## Compiti da svolgere
A: Secondo il testo sulla patente di guida, perché chi è già stato sottoposto a misure di prevenzione potrebbe non chiedere la riabilitazione? Rispondi in una, due o tre frasi.
B: Modifica il passo del testo sulla patente di guida compreso tra "Ciò in quanto" e "ostino altre considerazioni.", estremi inclusi, sostituendo "percorso" con "cammino".
C: Prosegui il testo sulla patente di guida dal punto in cui termina.
===== Testo di lettura
Pertanto, il dato testuale dell’art. 120, comma 2, del codice della strada non esige expressis verbis la riabilitazione nella fattispecie in discussione, che, peraltro, specie quanto alle misure di prevenzione, ben potrebbe non essere richiesta dal soggetto già sottopostovisi.
Ciò in quanto in ipotesi non interessato alla cessazione degli effetti preclusivi di cui all’art. 67 del decreto legislativo 6 settembre 2011 n. 159 (impedimento al rilascio di licenze e autorizzazioni di P.S., concessioni demaniali, appalti di lavori e forniture, autorizzazioni allo svolgimento di attività imprenditoriali e commerciali, licenze alla detenzione o porto d’armi) oppure perché persistano altre cause ostative, tali da non rendere ancora conseguibile la concessione della riabilitazione.
La fruizione della patente di guida invece può ex se inserirsi in un percorso rieducativo, volto semmai a rendere effettiva l’occupazione lavorativa subordinata, laddove non ostino altre considerazioni.
Sono, all’evidenza, tutte valutazioni, quelle relative alla revoca e al nulla-osta al conseguimento di una nuova patente, che l’autorità prefettizia svolge nell’esplicazione della propria e tipica primigenia funzione di prevenzione di P.S. Ai sensi dell’art. 1 del R.D. 18 giugno 1931 n. 773 (Testo unico delle leggi di pubblica sicurezza) infatti l’autorità di P.S. “veglia al mantenimento dell’ordine pubblico, alla sicurezza dei cittadini, alla loro incolumità e alla tutela della proprietà; cura l’osservanza delle leggi e dei regolamenti generali e speciali dello Stato, delle province e dei comuni, nonché delle ordinanze delle autorità; presta soccorso nel caso di pubblici e privati infortuni”.
==========
===== Dati forniti
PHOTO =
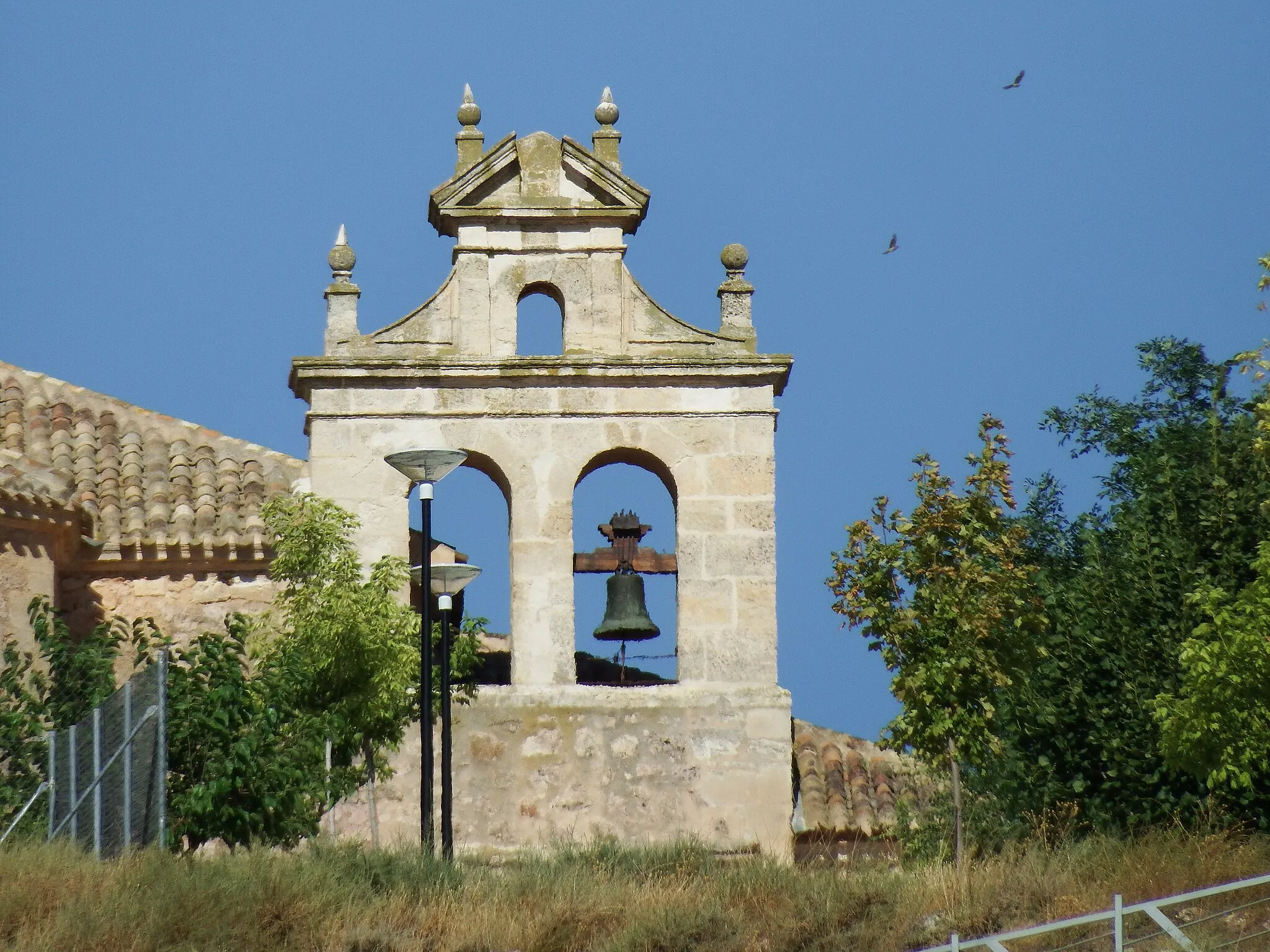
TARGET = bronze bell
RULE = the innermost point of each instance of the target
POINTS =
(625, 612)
==========
===== Dati forniti
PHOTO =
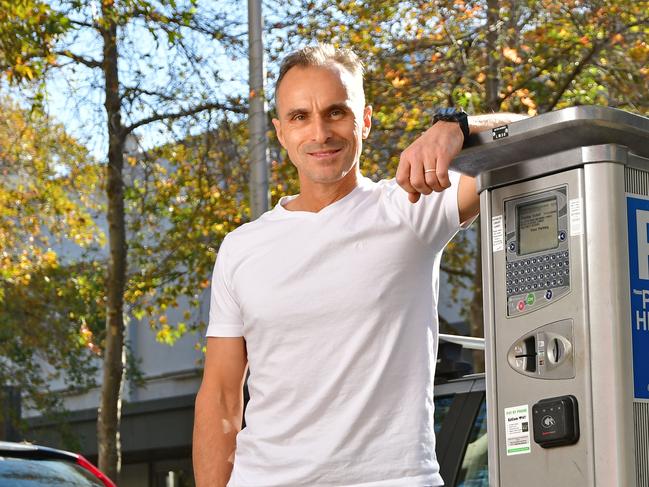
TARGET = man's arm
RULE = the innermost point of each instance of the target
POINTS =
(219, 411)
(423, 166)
==========
===== Dati forniti
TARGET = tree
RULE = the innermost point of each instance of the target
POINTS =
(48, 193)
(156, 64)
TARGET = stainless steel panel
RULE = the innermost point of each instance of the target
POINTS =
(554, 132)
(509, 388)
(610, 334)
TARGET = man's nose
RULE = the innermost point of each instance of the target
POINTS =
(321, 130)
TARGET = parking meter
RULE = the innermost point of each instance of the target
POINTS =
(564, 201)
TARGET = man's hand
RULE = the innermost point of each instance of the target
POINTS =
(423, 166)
==========
## Risultati per compito
A: Potrebbe non essere interessato a far cessare gli effetti preclusivi dell'art. 67 del decreto legislativo 6 settembre 2011 n. 159, come l'impedimento al rilascio di licenze, concessioni, appalti e autorizzazioni. Oppure potrebbero persistere altre cause ostative che non rendono ancora conseguibile la concessione della riabilitazione.

B:
Ciò in quanto in ipotesi non interessato alla cessazione degli effetti preclusivi di cui all’art. 67 del decreto legislativo 6 settembre 2011 n. 159 (impedimento al rilascio di licenze e autorizzazioni di P.S., concessioni demaniali, appalti di lavori e forniture, autorizzazioni allo svolgimento di attività imprenditoriali e commerciali, licenze alla detenzione o porto d’armi) oppure perché persistano altre cause ostative, tali da non rendere ancora conseguibile la concessione della riabilitazione.
La fruizione della patente di guida invece può ex se inserirsi in un cammino rieducativo, volto semmai a rendere effettiva l’occupazione lavorativa subordinata, laddove non ostino altre considerazioni.

C:
Segnatamente, con peculiare riferimento all’applicazione delle misure di prevenzione – concernente invero la fattispecie in trattazione – la Corte costituzionale nella sentenza del 27 maggio 2020 n. 99 ha sottolineato l’importanza di una verifica puntuale della necessità o dell’opportunità della revoca della patente di guida in via amministrativa, a fronte della specifica misura di prevenzione, cui nel caso concreto sia stato sottoposto il suo titolare, anche al fine di non contraddire l’eventuale finalità, di inserimento del soggetto nel circuito lavorativo, che la misura stessa si proponga.
Sul punto, il codice della strada prevede che, decorso un certo lasso di tempo dall’intervenuta revoca della patente di guida, il soggetto interessato, al pari di quanto avvenuto nell’odierna fattispecie, possa chiedere il rilascio di un nuovo titolo (art. 120, comma 3, del codice della strada).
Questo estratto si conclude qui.